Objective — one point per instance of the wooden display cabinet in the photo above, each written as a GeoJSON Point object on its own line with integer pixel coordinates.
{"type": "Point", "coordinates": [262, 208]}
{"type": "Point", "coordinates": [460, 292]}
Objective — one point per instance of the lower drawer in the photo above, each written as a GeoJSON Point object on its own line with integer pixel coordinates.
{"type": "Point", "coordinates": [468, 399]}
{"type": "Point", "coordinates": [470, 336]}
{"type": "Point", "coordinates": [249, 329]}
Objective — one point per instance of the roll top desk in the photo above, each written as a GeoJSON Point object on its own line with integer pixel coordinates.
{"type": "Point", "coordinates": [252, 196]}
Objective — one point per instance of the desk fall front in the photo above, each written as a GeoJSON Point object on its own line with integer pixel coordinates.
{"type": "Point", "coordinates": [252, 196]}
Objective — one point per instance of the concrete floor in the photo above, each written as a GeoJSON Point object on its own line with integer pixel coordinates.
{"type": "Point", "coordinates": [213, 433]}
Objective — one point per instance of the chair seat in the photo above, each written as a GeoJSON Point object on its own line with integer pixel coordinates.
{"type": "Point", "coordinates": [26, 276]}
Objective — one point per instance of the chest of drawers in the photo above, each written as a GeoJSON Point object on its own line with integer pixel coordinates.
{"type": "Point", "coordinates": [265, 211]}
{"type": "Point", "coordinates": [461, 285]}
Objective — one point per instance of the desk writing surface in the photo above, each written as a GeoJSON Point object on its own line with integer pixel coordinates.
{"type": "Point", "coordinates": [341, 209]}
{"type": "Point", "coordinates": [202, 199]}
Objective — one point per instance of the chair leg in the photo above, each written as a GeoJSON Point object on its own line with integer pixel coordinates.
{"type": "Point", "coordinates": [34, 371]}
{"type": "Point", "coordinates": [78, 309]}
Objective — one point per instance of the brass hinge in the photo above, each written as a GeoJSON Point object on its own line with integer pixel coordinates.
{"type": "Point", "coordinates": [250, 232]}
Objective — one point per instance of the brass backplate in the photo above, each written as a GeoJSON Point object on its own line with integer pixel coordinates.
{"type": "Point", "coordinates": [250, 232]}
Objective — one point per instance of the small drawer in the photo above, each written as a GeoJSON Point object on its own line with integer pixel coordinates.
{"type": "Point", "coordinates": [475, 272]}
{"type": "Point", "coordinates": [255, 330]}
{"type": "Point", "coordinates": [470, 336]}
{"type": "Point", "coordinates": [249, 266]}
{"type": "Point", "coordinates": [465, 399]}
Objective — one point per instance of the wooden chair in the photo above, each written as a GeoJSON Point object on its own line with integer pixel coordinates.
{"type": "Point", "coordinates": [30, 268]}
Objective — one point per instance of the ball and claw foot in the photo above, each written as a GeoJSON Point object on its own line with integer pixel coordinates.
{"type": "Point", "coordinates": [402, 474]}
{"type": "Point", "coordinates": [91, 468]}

◆ ◆ ◆

Direction
Can you copy every entry above, from first to last, without changing a single character?

Output for this task
Objective — one point per instance of the wooden display cabinet in the photo above, each written as a GeoJSON Point object on its own line with integer pixel coordinates.
{"type": "Point", "coordinates": [262, 208]}
{"type": "Point", "coordinates": [460, 292]}
Objective — one point per instance of the lower drawer in the photo above, each written as a GeoJSON Point object on its own line with integer pixel coordinates.
{"type": "Point", "coordinates": [468, 399]}
{"type": "Point", "coordinates": [470, 336]}
{"type": "Point", "coordinates": [249, 329]}
Objective — one point per instance of the roll top desk in the photo above, each written as a GeoJSON Point object on its own line with integer pixel coordinates.
{"type": "Point", "coordinates": [252, 196]}
Objective — one point per instance of the desk fall front in the photo above, each written as a GeoJSON Point object on its own line with integer pixel coordinates.
{"type": "Point", "coordinates": [252, 196]}
Objective — one point per instance of the concrete floor in the photo above, each written as a GeoJSON Point object on its own line with integer pixel coordinates.
{"type": "Point", "coordinates": [213, 433]}
Objective — one point per instance of the chair seat in the photo above, each written as a GeoJSON Point object on its own line with integer pixel coordinates.
{"type": "Point", "coordinates": [26, 276]}
Objective — one point per instance of the chest of drawers in the photo above, each written as a GeoJSON Point object on its own line with integer pixel coordinates.
{"type": "Point", "coordinates": [265, 211]}
{"type": "Point", "coordinates": [461, 285]}
Objective — one point per instance of the desk writing surface in the photo above, each written as a GeoJSON Point object on its own line with integer pixel coordinates.
{"type": "Point", "coordinates": [341, 209]}
{"type": "Point", "coordinates": [202, 199]}
Objective — one point per instance of the chair leg in the photo above, each written as a GeoJSON Point object on its own line with integer pixel coordinates.
{"type": "Point", "coordinates": [34, 371]}
{"type": "Point", "coordinates": [78, 309]}
Objective — one point per instance of the brass hinge in the photo above, each written as a GeoJSON Point object on its own line with integer pixel coordinates.
{"type": "Point", "coordinates": [250, 232]}
Objective — one point per instance of the brass backplate in the photo above, each written as a GeoJSON Point object on its own line with integer pixel coordinates.
{"type": "Point", "coordinates": [250, 232]}
Objective — one point per instance of the small drawer in the photo above, each written as a GeoJSON Point object on its own line with integer pixel coordinates.
{"type": "Point", "coordinates": [475, 272]}
{"type": "Point", "coordinates": [255, 330]}
{"type": "Point", "coordinates": [470, 336]}
{"type": "Point", "coordinates": [249, 266]}
{"type": "Point", "coordinates": [465, 399]}
Objective — one point per instance of the wooden chair in the photo above, each written as a GeoJSON Point object on its own line with integer pixel coordinates.
{"type": "Point", "coordinates": [30, 268]}
Objective — one point per instance of the ball and claw foot in the photo above, each written as a GeoJSON Point object on its own line with integer pixel coordinates.
{"type": "Point", "coordinates": [402, 474]}
{"type": "Point", "coordinates": [91, 468]}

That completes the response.